Can you rewrite the items from the very start through the line that contains "pixel 1027 378", swapping "pin" for "marker" wherever it occurs and leaving everything else unchanged? Omit the pictures from your answer.

Some items
☆ ☆ ☆ ☆

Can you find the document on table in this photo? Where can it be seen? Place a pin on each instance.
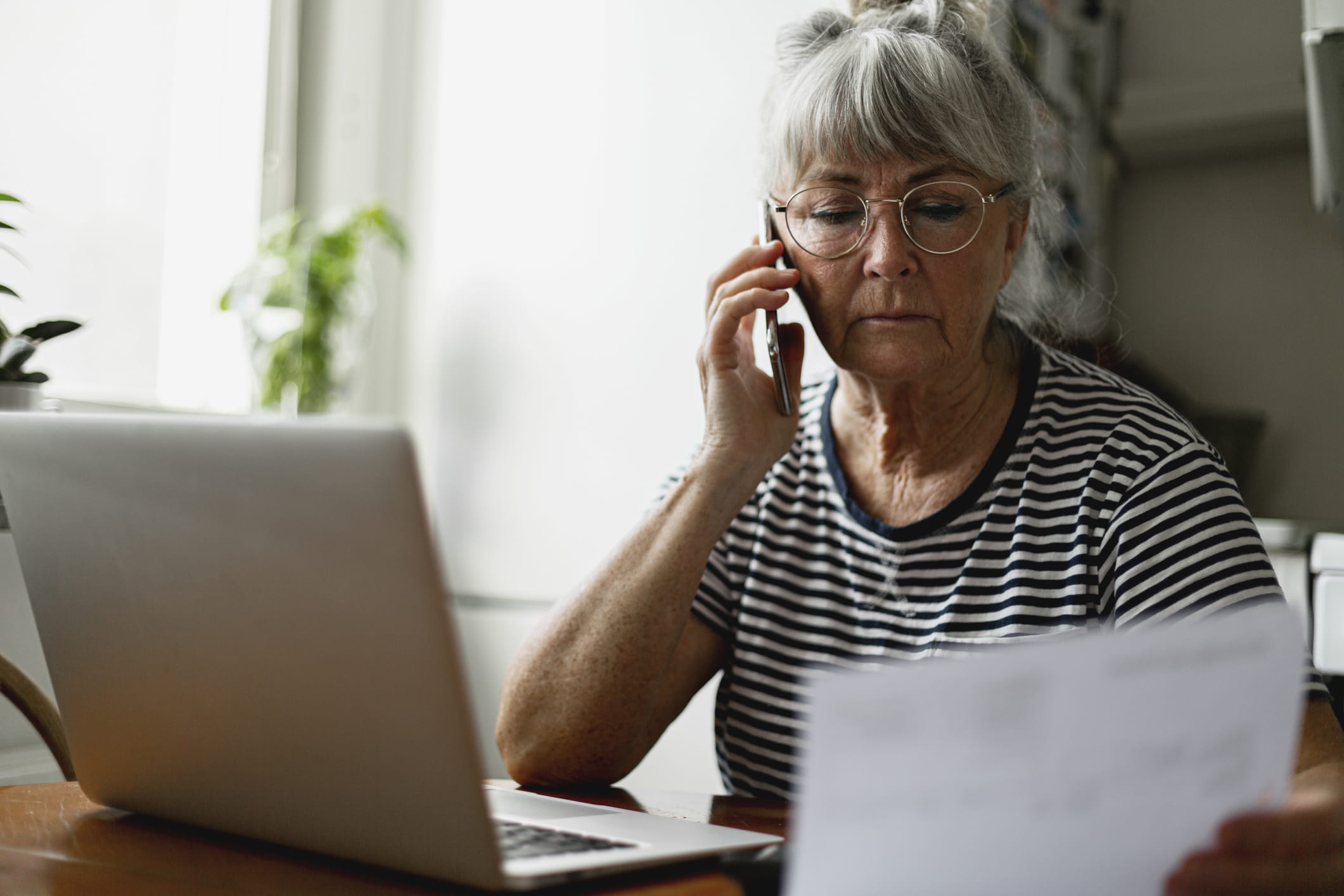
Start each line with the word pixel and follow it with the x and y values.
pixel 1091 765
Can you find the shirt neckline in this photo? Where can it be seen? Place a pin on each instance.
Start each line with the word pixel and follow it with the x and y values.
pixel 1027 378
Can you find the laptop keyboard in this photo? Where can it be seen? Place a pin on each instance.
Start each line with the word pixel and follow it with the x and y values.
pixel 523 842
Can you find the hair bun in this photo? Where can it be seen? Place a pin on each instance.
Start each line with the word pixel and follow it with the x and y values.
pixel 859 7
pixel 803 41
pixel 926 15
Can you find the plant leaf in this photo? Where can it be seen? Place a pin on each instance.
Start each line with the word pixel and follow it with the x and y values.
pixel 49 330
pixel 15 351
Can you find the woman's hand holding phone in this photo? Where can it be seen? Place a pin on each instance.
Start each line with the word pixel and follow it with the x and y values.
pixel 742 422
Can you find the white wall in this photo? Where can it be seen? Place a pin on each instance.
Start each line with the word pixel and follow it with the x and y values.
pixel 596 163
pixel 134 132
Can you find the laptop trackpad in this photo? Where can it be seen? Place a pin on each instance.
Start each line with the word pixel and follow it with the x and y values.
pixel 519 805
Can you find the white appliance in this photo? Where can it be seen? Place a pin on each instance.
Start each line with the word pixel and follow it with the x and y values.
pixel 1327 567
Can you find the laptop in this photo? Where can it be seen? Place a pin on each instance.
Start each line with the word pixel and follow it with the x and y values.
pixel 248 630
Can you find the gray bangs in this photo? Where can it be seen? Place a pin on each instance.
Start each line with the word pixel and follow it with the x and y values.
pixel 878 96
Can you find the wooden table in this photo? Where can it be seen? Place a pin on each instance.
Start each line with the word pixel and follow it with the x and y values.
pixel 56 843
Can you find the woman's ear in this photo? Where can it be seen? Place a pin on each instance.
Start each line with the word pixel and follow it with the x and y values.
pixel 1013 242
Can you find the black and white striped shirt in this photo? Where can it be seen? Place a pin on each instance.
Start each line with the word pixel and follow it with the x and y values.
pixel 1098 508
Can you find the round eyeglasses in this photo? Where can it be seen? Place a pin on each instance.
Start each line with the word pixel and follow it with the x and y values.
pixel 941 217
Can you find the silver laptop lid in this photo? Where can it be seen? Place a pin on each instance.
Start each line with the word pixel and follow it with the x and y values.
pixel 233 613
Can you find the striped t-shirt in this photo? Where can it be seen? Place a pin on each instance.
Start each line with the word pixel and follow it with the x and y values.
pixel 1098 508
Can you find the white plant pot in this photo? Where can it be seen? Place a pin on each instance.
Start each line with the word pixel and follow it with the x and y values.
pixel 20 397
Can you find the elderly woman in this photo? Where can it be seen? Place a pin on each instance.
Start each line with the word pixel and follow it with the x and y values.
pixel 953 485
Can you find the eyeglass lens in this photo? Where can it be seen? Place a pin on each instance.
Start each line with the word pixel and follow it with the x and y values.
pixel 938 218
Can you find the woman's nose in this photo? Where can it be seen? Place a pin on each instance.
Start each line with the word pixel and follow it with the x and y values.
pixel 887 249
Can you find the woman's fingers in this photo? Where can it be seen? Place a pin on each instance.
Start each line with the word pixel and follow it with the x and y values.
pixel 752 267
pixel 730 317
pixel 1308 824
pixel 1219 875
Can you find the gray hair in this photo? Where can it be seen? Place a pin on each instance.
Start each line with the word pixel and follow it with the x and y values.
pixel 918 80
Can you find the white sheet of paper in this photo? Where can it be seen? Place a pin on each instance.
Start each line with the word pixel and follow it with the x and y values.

☆ ☆ ☆ ☆

§ **CORRECT ANSWER**:
Can you find the document on table in this photo? Where can it be seen? Place a marker on each instance.
Start each line with the word pixel and follow it with the x and y values.
pixel 1091 765
Can you find the shirt neckline in this photo? Where can it be seen? Place a marker on each instance.
Start each line with the word pixel and follow it with the x and y values.
pixel 1027 378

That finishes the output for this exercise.